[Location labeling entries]
■ ■ ■
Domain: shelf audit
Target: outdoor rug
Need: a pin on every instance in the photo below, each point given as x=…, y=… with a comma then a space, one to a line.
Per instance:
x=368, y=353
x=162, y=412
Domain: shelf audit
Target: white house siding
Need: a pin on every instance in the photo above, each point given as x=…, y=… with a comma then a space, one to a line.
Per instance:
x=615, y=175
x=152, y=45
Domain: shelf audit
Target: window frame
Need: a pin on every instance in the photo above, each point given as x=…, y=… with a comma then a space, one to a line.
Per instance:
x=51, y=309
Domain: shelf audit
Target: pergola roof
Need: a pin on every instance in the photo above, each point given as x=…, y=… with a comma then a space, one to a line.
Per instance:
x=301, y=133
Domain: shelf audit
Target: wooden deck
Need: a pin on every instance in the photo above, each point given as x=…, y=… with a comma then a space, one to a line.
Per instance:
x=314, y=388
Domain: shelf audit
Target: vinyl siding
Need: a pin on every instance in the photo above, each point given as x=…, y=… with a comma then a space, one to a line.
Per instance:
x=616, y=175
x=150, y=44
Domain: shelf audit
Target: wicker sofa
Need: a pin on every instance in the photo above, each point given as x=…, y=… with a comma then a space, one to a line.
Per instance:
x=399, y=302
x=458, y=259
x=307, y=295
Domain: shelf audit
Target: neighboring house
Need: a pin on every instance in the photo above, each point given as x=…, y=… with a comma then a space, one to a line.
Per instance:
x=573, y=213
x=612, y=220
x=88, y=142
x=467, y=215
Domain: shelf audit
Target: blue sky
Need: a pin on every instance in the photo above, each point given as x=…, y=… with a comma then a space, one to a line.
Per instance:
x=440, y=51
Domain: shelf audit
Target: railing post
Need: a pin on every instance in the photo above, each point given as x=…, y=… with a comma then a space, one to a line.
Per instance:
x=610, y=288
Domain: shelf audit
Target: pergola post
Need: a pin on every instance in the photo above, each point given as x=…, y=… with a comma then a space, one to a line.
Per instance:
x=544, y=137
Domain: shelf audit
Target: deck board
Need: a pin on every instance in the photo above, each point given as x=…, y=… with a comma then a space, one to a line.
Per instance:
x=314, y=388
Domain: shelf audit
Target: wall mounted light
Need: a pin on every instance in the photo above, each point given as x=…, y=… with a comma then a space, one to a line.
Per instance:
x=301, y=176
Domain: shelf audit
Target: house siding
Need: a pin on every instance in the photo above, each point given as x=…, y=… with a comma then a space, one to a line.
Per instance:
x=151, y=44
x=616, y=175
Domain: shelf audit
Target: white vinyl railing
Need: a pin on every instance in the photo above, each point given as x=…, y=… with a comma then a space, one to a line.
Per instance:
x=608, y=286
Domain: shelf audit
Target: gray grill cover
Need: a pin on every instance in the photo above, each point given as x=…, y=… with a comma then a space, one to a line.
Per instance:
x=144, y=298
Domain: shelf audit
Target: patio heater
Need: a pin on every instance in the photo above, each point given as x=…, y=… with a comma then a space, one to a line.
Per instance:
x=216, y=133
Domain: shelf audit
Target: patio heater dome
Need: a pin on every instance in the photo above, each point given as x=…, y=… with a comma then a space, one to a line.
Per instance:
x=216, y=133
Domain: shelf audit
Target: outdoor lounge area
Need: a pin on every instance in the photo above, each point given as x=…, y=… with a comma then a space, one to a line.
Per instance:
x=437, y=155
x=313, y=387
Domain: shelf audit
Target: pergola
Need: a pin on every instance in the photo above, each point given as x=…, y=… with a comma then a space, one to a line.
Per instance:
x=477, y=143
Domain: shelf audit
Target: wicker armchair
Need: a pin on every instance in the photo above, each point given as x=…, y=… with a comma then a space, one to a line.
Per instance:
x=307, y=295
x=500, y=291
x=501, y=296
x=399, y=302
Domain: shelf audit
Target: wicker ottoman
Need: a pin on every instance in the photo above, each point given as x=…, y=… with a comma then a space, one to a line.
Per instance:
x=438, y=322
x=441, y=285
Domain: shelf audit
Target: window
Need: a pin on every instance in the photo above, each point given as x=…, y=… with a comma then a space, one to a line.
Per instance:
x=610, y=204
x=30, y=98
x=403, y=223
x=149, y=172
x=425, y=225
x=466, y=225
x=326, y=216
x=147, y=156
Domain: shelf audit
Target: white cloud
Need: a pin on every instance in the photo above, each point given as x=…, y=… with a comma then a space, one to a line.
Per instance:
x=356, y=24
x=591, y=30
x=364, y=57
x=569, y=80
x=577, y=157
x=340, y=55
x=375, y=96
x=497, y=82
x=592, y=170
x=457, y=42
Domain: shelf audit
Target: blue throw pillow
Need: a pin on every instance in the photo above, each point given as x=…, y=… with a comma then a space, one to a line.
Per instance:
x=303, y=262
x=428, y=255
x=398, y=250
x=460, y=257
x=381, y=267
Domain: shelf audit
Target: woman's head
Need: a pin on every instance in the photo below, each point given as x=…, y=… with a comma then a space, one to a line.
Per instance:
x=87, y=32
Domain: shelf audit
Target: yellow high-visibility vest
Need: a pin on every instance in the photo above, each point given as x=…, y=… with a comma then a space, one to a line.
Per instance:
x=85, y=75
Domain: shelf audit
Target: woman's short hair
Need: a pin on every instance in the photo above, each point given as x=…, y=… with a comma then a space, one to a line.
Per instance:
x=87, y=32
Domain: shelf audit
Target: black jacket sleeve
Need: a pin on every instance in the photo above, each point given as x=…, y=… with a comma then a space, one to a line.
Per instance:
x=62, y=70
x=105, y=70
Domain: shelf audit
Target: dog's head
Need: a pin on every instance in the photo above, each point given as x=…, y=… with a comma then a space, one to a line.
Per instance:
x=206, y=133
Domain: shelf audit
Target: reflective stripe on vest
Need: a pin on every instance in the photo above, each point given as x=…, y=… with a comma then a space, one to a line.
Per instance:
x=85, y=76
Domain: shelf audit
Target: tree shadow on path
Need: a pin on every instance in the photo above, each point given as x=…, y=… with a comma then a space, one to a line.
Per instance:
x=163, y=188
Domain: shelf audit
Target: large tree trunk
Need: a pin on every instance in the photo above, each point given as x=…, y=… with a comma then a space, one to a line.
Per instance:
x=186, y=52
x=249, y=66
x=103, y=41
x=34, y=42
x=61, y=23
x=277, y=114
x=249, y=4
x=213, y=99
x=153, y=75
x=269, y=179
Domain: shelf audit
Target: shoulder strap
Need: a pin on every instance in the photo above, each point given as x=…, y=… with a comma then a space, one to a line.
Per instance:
■ ■ ■
Stated exercise:
Can you retype the entries above word for word, covering the stretch from their start through the line that contains "x=51, y=309", and nothing more?

Exercise result:
Domain: shelf audit
Target: outdoor rug
Need: a pin on every instance in the photo below, each point given as x=…, y=… with a comma then a space, one to a line.
Per instance:
x=368, y=353
x=162, y=412
Domain: shelf audit
Target: white house siding
Need: a pin on every instance in the photo above, each point given as x=…, y=… with a comma then a space, one to a line.
Per instance:
x=615, y=175
x=152, y=45
Domain: shelf audit
Target: window frame
Need: a pin on every instance in the photo above, each point given as x=…, y=… with a comma then a space, one to a line.
Per instance:
x=51, y=309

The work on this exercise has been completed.